(TEXT SEGMENT begins)

Emily Hudspeth’s journey into the world of beauty has been a lifelong stroll with some interesting twists and turns. Coming from a long line of women in the beauty industry, 3 aunts and 3 cousins are stylists, Emily grew up in a beauty shop in central Louisiana. Emily is also addicted to education and learning everything she possibly can. While studying Public Relations and Business at Louisiana State University, Emily worked at an Aveda Salon in the mall. Immediately after graduating, she enrolled at Aveda Institute to study cosmetology. With cosmetology license in hand, Emily ran to the West Coast to work as an apprentice in a Santa Monica salon with some of the best stylists in Los Angeles and became an official stylist herself. From there Emily started working as a freelance artist, doing hair and makeup for special events and commercial film and print advertising. The foundation of great education provided a solid base for building a successful freelance career. Right now, Emily has created a program to help others who are working to build a profitable career as a freelance artist. View Emily’s videos on YouTube or visit her site, EmilyHudspeth.com, to get in touch.
It seems like everyone has a horror story (or 10!) about a salon experience gone terribly wrong. Most of these situations that I hear about seem to come from a breakdown in communication. I feel compelled to share my insight, since I have been both behind the chair and in it.
As a stylist, it is your job to lead the conversation and make sure that 100% understand what the client is trying to tell you. That is a tough job because sometimes the client isn’t sure what they are trying to tell you or even what they really want. How do you strip down what they are saying and really get it? Start by asking questions. You may want to ask the same question in a different way a few times to make sure they are giving you a consistent answer. That confirms they understand what you are asking, and you understand what they are saying.
You will be surprised what they think an inch is, when you ask them to hold up their fingers to show you. Show them where the end result of the length would be. If taking off 2 inches will have the end result sit at their collar bone, show them where that is. If they actually wanted it above the shoulders, that would be more length. Save yourself from doing the haircut twice or having them be upset that you can’t put the hair back on once it’s been cut off.
If this is the first time that you are meeting the client and have never touched their hair before, sit down with them to have a thorough consultation before going to the shampoo bowl. Find out if the texture that you are seeing is the natural texture. Just because it is board straight when they come in, doesn’t mean that it is the hair’s natural state. If it has been flat ironed, find out if they do that every day or once a week.

(TEXT SEGMENT ends)

PROBLEMS TO SOLVE:
(A) Can you sum up the salon advice text in two sentences?
(B) How would you put this sentence from the salon advice text into Spanish: "Find out if the texture that you are seeing is the natural texture."?
(C) What comes next in the salon advice text? Write on from its last sentence.

(PROVIDED INFORMATION begins)

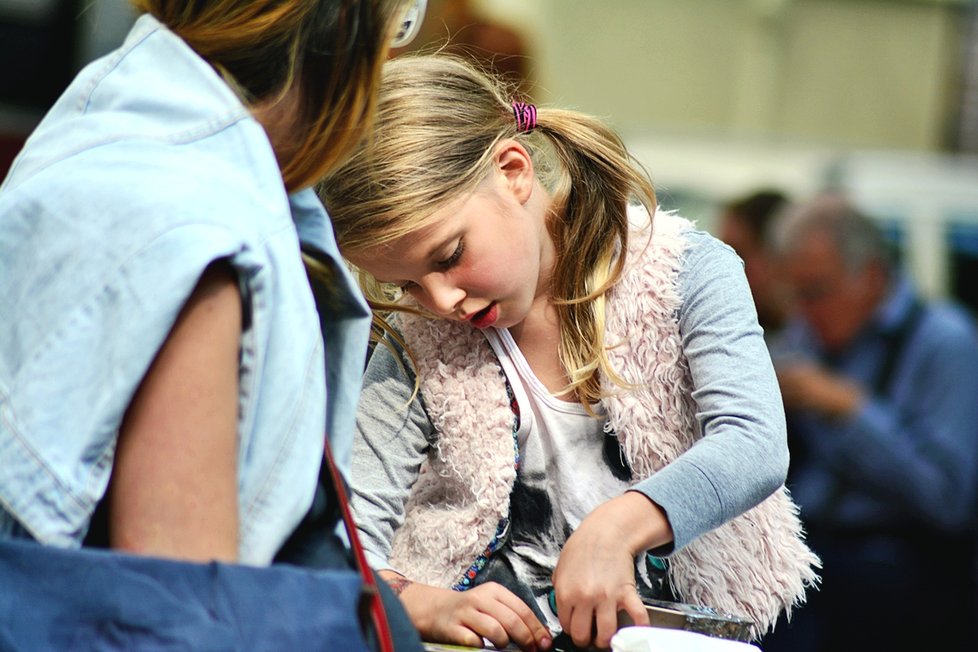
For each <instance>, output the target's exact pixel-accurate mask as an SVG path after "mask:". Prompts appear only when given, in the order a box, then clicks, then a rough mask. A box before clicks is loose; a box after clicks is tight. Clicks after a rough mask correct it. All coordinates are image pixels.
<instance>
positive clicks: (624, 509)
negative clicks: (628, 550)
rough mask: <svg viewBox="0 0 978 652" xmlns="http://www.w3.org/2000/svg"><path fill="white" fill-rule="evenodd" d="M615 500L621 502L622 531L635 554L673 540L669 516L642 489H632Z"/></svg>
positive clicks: (625, 492) (661, 544)
mask: <svg viewBox="0 0 978 652" xmlns="http://www.w3.org/2000/svg"><path fill="white" fill-rule="evenodd" d="M615 500H617V501H619V502H620V509H621V510H622V514H623V518H622V520H621V521H620V522H621V532H622V535H623V536H624V537H625V539H624V540H625V542H626V545H627V547H628V550H629V551H631V553H632V555H633V556H637V555H639V554H641V553H643V552H645V551H646V550H650V549H652V548H658V547H660V546H664V545H666V544H668V543H671V542H672V540H673V533H672V526H671V525H670V524H669V518H668V516H666V512H665V510H664V509H662V508H661V507H660V506H659V505H657V504H656V503H655V502H654V501H653V500H652V499H651V498H649V497H648V496H646V495H645V494H643V493H642V492H640V491H637V490H631V491H626V492H625V493H624V494H622V495H621V496H619V497H618V498H616V499H615Z"/></svg>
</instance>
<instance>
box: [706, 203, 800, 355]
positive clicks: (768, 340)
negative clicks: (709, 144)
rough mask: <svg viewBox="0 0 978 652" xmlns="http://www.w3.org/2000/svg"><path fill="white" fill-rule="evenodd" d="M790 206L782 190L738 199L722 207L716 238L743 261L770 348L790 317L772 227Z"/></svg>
mask: <svg viewBox="0 0 978 652" xmlns="http://www.w3.org/2000/svg"><path fill="white" fill-rule="evenodd" d="M787 205H788V197H787V195H785V194H784V193H783V192H781V191H780V190H776V189H773V188H762V189H759V190H755V191H752V192H750V193H747V194H745V195H740V196H737V197H735V198H733V199H731V200H730V201H728V202H727V203H726V204H724V205H723V206H722V207H721V210H720V213H719V216H718V220H717V235H718V236H719V238H720V239H721V240H723V241H724V242H726V243H727V244H728V245H730V246H731V247H733V250H734V251H736V252H737V255H738V256H740V258H741V260H743V261H744V273H745V274H746V276H747V284H748V285H749V286H750V292H751V296H752V297H753V298H754V306H755V307H756V308H757V321H758V322H759V323H760V325H761V328H763V329H764V339H765V341H766V342H767V343H768V346H769V347H770V346H771V345H772V344H773V342H774V340H775V339H776V338H777V336H778V334H779V333H780V332H781V330H782V329H783V328H784V326H785V324H786V323H787V322H788V318H789V316H790V315H791V292H790V290H789V288H788V286H787V284H786V283H785V282H784V277H783V276H782V275H781V274H780V273H779V270H778V265H777V261H776V259H775V256H774V255H773V254H772V252H771V246H770V240H771V231H772V227H773V225H774V224H775V222H776V221H777V216H778V211H780V210H782V209H784V208H785V207H786V206H787Z"/></svg>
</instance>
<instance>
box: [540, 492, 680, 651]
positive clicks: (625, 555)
mask: <svg viewBox="0 0 978 652" xmlns="http://www.w3.org/2000/svg"><path fill="white" fill-rule="evenodd" d="M669 541H672V528H671V527H670V526H669V521H668V520H667V518H666V515H665V512H663V511H662V509H661V508H660V507H659V506H658V505H656V504H655V503H653V502H652V501H651V500H649V499H648V498H647V497H646V496H645V495H643V494H640V493H638V492H634V491H629V492H627V493H625V494H624V495H622V496H618V497H617V498H613V499H611V500H609V501H607V502H606V503H604V504H602V505H600V506H599V507H598V508H597V509H595V510H594V511H593V512H591V513H590V514H589V515H588V516H587V518H585V519H584V521H582V522H581V525H580V527H578V528H577V530H575V531H574V533H573V534H572V535H571V536H570V538H569V539H568V540H567V543H566V544H564V548H563V550H562V551H561V553H560V559H559V561H558V562H557V568H556V569H555V570H554V575H553V583H554V592H555V597H556V601H557V615H558V617H559V618H560V624H561V626H562V627H563V629H564V632H566V633H567V634H568V635H569V636H570V637H571V640H573V641H574V645H576V646H578V647H587V646H589V645H593V646H594V647H598V648H607V647H608V646H609V645H611V637H612V636H614V634H615V632H616V631H618V612H619V611H624V612H625V613H627V614H628V615H629V616H630V617H631V619H632V620H633V621H634V623H635V624H636V625H648V624H649V617H648V613H647V612H646V611H645V606H644V605H643V604H642V600H641V599H640V598H639V595H638V591H637V590H636V588H635V558H636V557H637V556H638V554H639V553H641V552H644V551H645V550H647V549H649V548H653V547H656V546H660V545H664V544H666V543H668V542H669Z"/></svg>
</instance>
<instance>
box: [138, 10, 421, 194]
mask: <svg viewBox="0 0 978 652" xmlns="http://www.w3.org/2000/svg"><path fill="white" fill-rule="evenodd" d="M131 2H132V4H133V6H134V7H135V8H136V9H137V10H139V11H143V12H148V13H150V14H152V15H153V16H154V17H156V18H157V19H158V20H159V21H160V22H161V23H163V24H164V25H166V26H167V27H168V28H169V29H170V30H171V31H173V32H174V33H176V34H177V35H178V36H180V37H181V38H182V39H183V40H184V41H185V42H186V43H187V44H188V45H190V47H191V48H193V49H194V50H195V51H196V52H197V53H198V54H199V55H200V56H201V57H203V58H204V59H205V60H207V61H208V62H209V63H210V64H211V65H212V66H214V68H215V69H216V70H217V71H218V72H220V73H221V74H222V75H223V76H224V78H225V79H226V80H227V81H228V83H229V84H230V85H231V86H232V87H233V88H235V90H237V91H238V93H239V94H240V95H241V96H242V98H243V100H244V101H245V103H246V104H248V105H249V106H255V105H256V104H258V103H263V102H268V101H270V100H271V101H276V100H281V99H282V98H284V97H285V95H286V94H287V93H288V92H289V91H290V90H292V89H297V90H298V91H299V92H298V98H299V102H298V106H297V110H296V115H295V123H294V125H293V133H294V134H296V143H295V147H293V148H290V149H289V150H288V151H286V152H277V153H278V155H279V166H280V167H281V168H282V178H283V180H284V181H285V186H286V188H287V189H288V190H289V191H294V190H297V189H300V188H304V187H308V186H311V185H313V184H314V183H316V182H317V181H318V180H319V179H321V178H322V177H323V176H324V175H325V174H327V173H328V172H329V171H330V170H332V169H333V168H334V167H336V165H338V164H339V163H340V162H342V161H343V159H344V158H345V157H346V155H347V154H348V153H349V152H350V150H351V149H353V148H354V147H355V146H356V145H357V143H358V142H359V141H360V140H362V138H363V137H364V134H366V132H367V130H368V129H369V128H370V126H371V124H372V118H373V112H374V104H375V100H376V86H377V79H378V78H379V73H380V67H381V66H382V65H383V62H384V59H385V58H386V56H387V51H388V44H389V41H390V37H391V36H392V35H393V28H394V23H393V21H394V20H395V19H397V18H398V17H399V14H398V12H399V11H400V10H401V8H402V7H403V5H404V2H403V0H131Z"/></svg>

(PROVIDED INFORMATION ends)

ANSWERS BY ITEM:
(A) Emily Hudspeth grew up in a beauty shop in central Louisiana, studied cosmetology at Aveda Institute, apprenticed in a Santa Monica salon and went on to a freelance career doing hair and makeup. The text then says that salon horror stories mostly seem to come from a breakdown in communication, so a stylist should lead the conversation, ask questions more than once, show clients where the cut will end, and hold a thorough consultation about the hair's natural texture before the shampoo bowl.

(B) Averigua si la textura que estás viendo es la textura natural.

(C)
I like to cover some very specific topics to insure the experience is a success for both myself and the client. Do not get up to go to the shampoo bowl unless you are 100% on the same page. Here are a few questions to ask the client during your consultation:
- What do you like about your hair at the moment? For example, do you like the length? The natural texture?
- What do you dislike about your hair at the moment? What challenges are you having with styling it?
- Are you looking to try something new? For example, would you like to add a fringe? Would you like for your stylist to educate you on a new way to style your hair?
- Talk about your maintenance schedule. How often will you return to the salon for cut and color? What is your daily routine? How much time or money do you plan to invest in your daily look.
The consultation doesn’t end before you start the cut. When the cut is complete, educate your client on what she will need – products, tools and how to use them – to recreate this look at home. Recommend how many weeks later the client should return to maintain the cut and color. Walk your client to the front desk to help her checkout and schedule the follow up appointment based on the maintenance plan that you discussed. You want to make sure it is easy and that she does not have to struggle to fit into your busy schedule.Once you have asked these questions, repeat back to the client what you have heard them say. When you are both in agreement, then you can go to the shampoo bowl. Now your client can relax because she is confident that you took the time to listen and understand her needs.
This process will get easier and become a fluid part of your routine. You could be booked solid, retain your clients and attract new ones because you take the time to understand their needs. It wouldn’t be so bad to be booked out for months in advance, would it?